§ **Task requirements**
Every entry below has to appear again in your reply, word for word, but no picture may.

§ **Provided data**
========================================

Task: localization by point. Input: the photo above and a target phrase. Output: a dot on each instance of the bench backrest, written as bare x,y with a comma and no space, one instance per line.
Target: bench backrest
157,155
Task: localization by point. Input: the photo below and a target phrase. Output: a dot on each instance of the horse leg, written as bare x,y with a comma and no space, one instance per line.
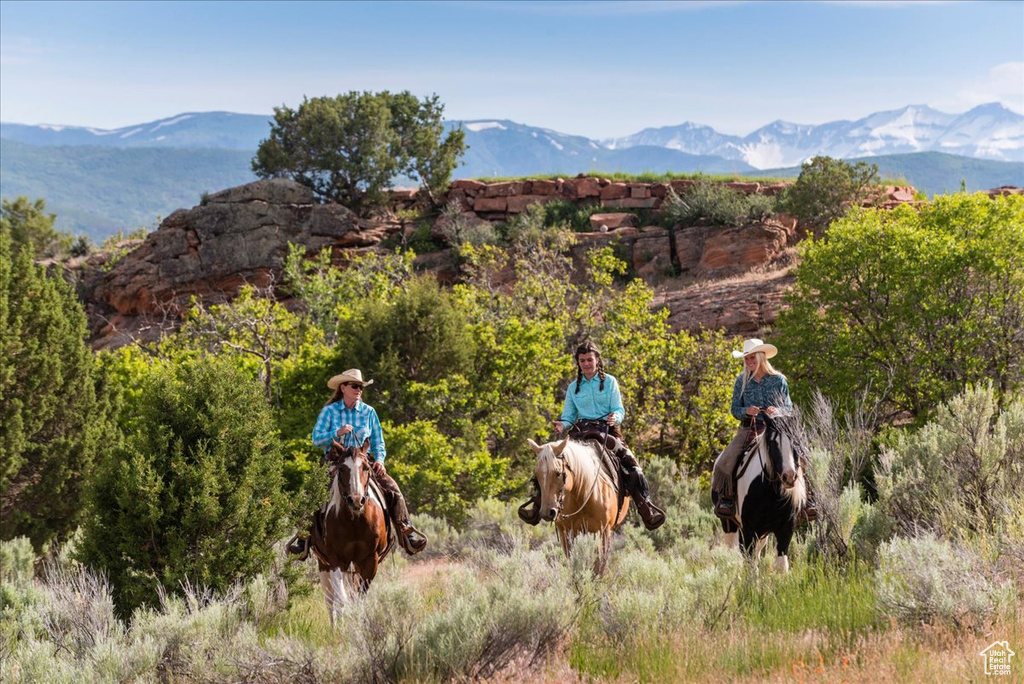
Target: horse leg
565,541
329,595
339,578
782,539
367,572
603,552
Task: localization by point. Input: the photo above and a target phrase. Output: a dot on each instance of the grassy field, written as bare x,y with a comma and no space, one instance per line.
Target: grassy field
500,602
908,587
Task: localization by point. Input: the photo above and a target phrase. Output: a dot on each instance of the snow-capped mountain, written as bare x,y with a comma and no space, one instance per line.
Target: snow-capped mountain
988,131
218,130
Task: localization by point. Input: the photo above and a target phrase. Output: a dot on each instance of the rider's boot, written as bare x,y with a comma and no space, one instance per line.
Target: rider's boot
298,547
411,539
809,511
639,489
530,511
726,507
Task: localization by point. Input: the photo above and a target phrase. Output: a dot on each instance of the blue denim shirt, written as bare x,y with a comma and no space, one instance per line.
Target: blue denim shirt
771,391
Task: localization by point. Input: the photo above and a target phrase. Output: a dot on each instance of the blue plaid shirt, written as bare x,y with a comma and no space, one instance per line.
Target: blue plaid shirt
591,403
771,391
365,424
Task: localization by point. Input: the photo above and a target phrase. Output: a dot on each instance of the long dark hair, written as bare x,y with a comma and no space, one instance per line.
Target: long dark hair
586,348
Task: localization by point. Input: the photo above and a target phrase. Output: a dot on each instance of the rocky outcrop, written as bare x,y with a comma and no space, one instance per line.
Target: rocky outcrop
708,276
237,237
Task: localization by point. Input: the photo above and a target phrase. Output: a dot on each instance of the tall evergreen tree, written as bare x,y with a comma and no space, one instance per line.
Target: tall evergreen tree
196,493
54,415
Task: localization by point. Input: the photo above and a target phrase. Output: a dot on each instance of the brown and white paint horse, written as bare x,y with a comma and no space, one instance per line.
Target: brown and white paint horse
353,538
578,495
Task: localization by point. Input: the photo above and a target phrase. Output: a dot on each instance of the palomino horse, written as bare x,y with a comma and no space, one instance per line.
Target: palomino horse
578,495
770,490
352,537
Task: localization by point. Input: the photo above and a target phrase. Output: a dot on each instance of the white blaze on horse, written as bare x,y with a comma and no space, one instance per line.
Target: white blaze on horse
352,536
771,487
579,495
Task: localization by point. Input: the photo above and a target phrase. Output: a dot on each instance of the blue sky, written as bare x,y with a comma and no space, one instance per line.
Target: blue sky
594,69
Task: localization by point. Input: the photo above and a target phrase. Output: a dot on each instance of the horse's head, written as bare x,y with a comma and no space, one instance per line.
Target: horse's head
553,474
350,469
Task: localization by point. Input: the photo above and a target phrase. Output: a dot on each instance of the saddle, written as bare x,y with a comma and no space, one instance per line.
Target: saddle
607,445
317,532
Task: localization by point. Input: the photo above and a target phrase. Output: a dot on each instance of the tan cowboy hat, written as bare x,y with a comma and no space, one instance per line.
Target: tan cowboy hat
351,375
754,345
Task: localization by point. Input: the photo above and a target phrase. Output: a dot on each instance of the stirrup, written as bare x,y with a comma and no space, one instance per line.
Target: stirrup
299,547
411,539
652,516
530,516
808,512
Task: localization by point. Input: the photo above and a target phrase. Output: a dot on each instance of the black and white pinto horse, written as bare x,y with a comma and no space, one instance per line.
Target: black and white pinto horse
771,488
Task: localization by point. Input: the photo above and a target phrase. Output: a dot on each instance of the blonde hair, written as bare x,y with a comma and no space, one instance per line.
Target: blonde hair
764,364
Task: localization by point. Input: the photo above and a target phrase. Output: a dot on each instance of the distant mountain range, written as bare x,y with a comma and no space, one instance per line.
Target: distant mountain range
988,131
98,181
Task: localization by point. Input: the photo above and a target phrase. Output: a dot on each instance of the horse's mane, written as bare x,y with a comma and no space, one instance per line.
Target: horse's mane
573,455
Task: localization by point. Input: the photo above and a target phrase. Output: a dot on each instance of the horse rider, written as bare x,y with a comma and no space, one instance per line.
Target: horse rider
759,390
593,409
347,419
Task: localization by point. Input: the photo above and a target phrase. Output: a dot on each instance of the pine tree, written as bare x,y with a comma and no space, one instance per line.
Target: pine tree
196,493
54,415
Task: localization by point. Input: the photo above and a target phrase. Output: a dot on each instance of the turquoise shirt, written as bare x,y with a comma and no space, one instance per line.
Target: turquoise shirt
591,403
771,391
365,424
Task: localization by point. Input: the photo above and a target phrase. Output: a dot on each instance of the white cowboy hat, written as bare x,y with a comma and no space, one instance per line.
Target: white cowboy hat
351,375
754,345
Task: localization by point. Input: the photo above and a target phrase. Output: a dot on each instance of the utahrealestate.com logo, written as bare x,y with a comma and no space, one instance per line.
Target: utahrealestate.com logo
997,657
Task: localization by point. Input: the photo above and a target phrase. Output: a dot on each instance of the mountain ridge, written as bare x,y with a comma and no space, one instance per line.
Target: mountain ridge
986,131
127,177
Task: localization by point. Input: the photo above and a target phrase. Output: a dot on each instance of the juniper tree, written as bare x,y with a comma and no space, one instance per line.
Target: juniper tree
54,412
195,495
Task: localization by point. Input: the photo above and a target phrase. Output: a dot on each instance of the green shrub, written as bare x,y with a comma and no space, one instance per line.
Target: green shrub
826,187
962,472
55,414
715,204
195,497
440,477
901,309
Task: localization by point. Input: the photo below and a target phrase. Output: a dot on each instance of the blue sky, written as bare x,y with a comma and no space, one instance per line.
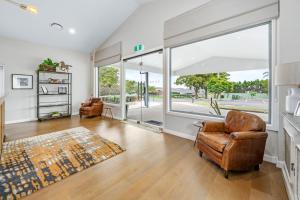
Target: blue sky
157,79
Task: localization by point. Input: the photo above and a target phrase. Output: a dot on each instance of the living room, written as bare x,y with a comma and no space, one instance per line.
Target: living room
148,99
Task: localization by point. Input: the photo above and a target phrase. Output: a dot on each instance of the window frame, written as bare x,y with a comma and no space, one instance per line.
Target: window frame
193,115
98,85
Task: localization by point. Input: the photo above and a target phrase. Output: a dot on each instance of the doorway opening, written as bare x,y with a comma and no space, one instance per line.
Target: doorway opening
144,89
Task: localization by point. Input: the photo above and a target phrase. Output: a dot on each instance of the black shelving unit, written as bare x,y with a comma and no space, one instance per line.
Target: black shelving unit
53,101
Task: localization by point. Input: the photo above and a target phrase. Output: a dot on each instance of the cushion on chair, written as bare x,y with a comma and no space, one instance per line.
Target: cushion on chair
216,140
240,121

========================================

§ **Answer area**
Task: localization by point. Input: the photo above and a target phrase. Output: a dot on each instance of the bench backrest, written as bare x,y with a comma and no space, one instance per line.
Target: bench backrest
157,155
Task: localization by point. Input: the photo below and a target phrase. Output: a dot on each instance of the horse leg, written as bare x,y with a comma and no space, one instance per line.
Target: horse leg
565,541
329,595
339,578
782,539
367,572
603,552
Task: localization by point. Input: the photo above and a target phrase. Output: a dot on each instance of the grassy field, written as bare x,y with a comma and no space, one instance per line.
Target: grassy field
500,602
908,587
Task: localization by point. Input: the photo above and a target phrase. Output: a dot on each instance of the snow-capped mountain, written as bare x,y with a comma and no space, one instance per line.
Target: snow-capped mountain
988,131
218,130
Task: localization by point. Input: the photo above and a target phrase. Output: a dot on each instance of the rider's boot, written as bare x,y with a comma and no space, one instance per line.
Target: rider's boot
298,547
411,539
809,511
639,489
530,511
726,507
Task: localization by point. Input: the photo above and a target phrase. Output: a dot on each instance of the blue denim shirt, written as bare x,y with a comma and no space, one instance per line.
Target: blue denim shirt
771,391
Task: localization by point. Input: the photo above and a target phrase. Output: a dot on each instance of the blue plaid shirt, written as bare x,y with a comma and no space, one instance per line.
Target: blue plaid shirt
591,403
771,391
365,424
Task: localization by point. Input: the photo above and a target phrase. Output: a dot on each instance of the long dark hair, written as bare x,y with a comma and no space, one instance per line.
Target: long dark hair
586,348
Task: localization by point. Input: the photo above and a target phrase. Output: a dot on each instance of the rocky outcrop, written as bare x,y with a comma and no space, one instance per line.
Target: rocky outcrop
708,276
237,237
Task: localization by point. Input: the photo above and a target phrase. Output: a dot on each instance of the tall evergreen tree, written as bare x,y with a comma and no space, one instance per line.
Target: tall evergreen tree
196,493
54,415
Task: localization by point. Input: the photo above and a target phrase. Output: a dot on each instance of the brown and white paint horse, written as bare x,y with a comma and no space, one instance per line.
Target: brown and white paint horse
353,538
578,495
Task: localization by point. Input: the photo above and a target phrase. Output: a dot on each instance of the palomino horse, written as bare x,y with a comma and no space, one instance per line.
Target: palomino horse
578,495
770,490
352,537
Task: localization by point. Input: the photo above and a target phrase. Output: a dot on each instance of the white blaze on horse, written as bare x,y with a comma and no space, one instance per line.
Target: white blaze on horse
352,536
771,487
579,495
Task: localization by point. Input: the photo above and a target phrase. Output: a dot on each instance of the blue sky, written as bare x,y with a comma and no space, one instance per line.
Target: blue sky
594,69
Task: localization by point. Input: the photo above and a target phrase. Output: a dot on each instance of the horse's head, written as bare x,y with a comma and no space, one instance per line.
Target: horse's head
553,474
350,469
Task: localization by point. Input: the photo above and a target phrase. Output: a dot on each instance of the saddle, written as bare x,y with a comma and no space, one instance per line.
Target: saddle
607,445
317,532
Task: localization by point. Input: the photo above and a target phrase. Output: a dot on each instance of the tan cowboy hat, written as bare x,y with a comma and no space, one instance per line.
Target: tan cowboy hat
351,375
754,345
Task: localization by point. Input: the photo above and a target phrase. Output: a dot on each instance of the stirrup, written as bare x,y with a comma and no space, one instance per line.
Target: stirrup
299,547
411,539
652,516
530,516
808,512
Task: localization by point. Input: the photo above and a target phrase. Output: a dot on each instance of the black and white pinto horse, written as bare x,y with a comma and no space, one instance per line.
Target: black and white pinto horse
771,488
Task: localization by point. Input: the photo above and a target phrase. Output: a dot on each instance of the blonde hair, written as bare x,y with a comma and no space, one instance per line.
Target: blonde hair
764,364
Task: localization by point. Input: the photo above and a target phrase. Output: a dot on each instance of the distant mountain range, written as bare x,y with a comma and no space, one instance per line.
Target: distant mountain range
988,131
98,181
Task: localization by point. Input: the photo above and a target phrase. Output: a dot on each instance of the horse's mane, written as bare x,y with a comma and no space, one instance per line.
Target: horse's mane
573,455
Task: localization by point. Input: the photo above and a target phrase. Output: a dot on each instance of the horse rider, written as bare x,y with a comma and no space, one instance per line.
Target: horse rider
759,390
593,409
347,419
Task: localization by point. Input: the photo above and a target phrase. Output: a dot on each instance of the pine tree, written as bare x,y with a comma and no space, one instance per line.
Target: pine tree
196,493
54,415
Task: localization by point. Input: the photo above and a target phrase. Output: a dot on each instance of the turquoise shirt, written as bare x,y with a comma and no space, one instance per line.
Target: turquoise shirt
591,403
771,391
365,424
Task: localization by point. Input: the photo above and a target phrase. Output: a dot on each instance of the white cowboy hat, written as bare x,y with a comma and no space, one instance per line.
Target: white cowboy hat
351,375
754,345
Task: localization by point. Input: the photo above and a target phrase. Output: a dot on each instance of the utahrealestate.com logo, written as bare x,y with a comma and no space, one instance per line.
Target: utahrealestate.com logo
997,657
Task: localization by point. Input: the photo above and a target phrase. Output: a dot on each instance of the mountain ridge, written as bare x,y with a comma and no space, one instance per line.
Target: mountain ridge
986,131
127,177
Task: localization by point. Input: the photo above and a target phrase. Output: a dot on each instance of the juniper tree, written as bare x,y with a comma and no space, one instance per line.
Target: juniper tree
54,412
195,495
Task: localization by point. Input: the photo above and a target phrase. Output: a dot on each instance of the green shrub, written as bare x,y with a comma and no space, one instance per line.
Target: green shrub
826,187
962,472
55,414
715,204
195,497
440,477
901,309
Task: localization by point. Input: the photo below and a target phrase. Output: a dot on each instance of the blue sky, written as bare x,y with a comma and no space, one instance per line.
Target: blue sky
157,79
Task: localization by point. Input: the photo above and a target phrase. Output: a dot on each instance of the living room, written as bare x,y with a comma and no space, one instance per line.
Target: living room
148,99
Task: localization by point. Input: the photo above and a target phrase. Output: a dot on each instance of the window frame, written as bare x,y with a comma and no space, one instance per line.
Target: window frame
193,115
98,85
Task: localization by point. Input: the photo above and a target phrase. Output: a dot on each instance of the doorway opening, written as bare x,y with a comma and no space, one instance per line.
Target: doorway opening
144,89
Task: localization by point. Input: the photo above and a target phrase. Output: a dot on each instance of the black shelving unit, written as bare x,y with a comma and no space, one instance per line.
Target: black shelving unit
53,101
Task: localization by point. Input: the photo above and a target phrase. Output: a dot on each instance of the cushion on chair, written as bare x,y with a comma and no space, one instance per line.
Target: cushion on chair
216,140
240,121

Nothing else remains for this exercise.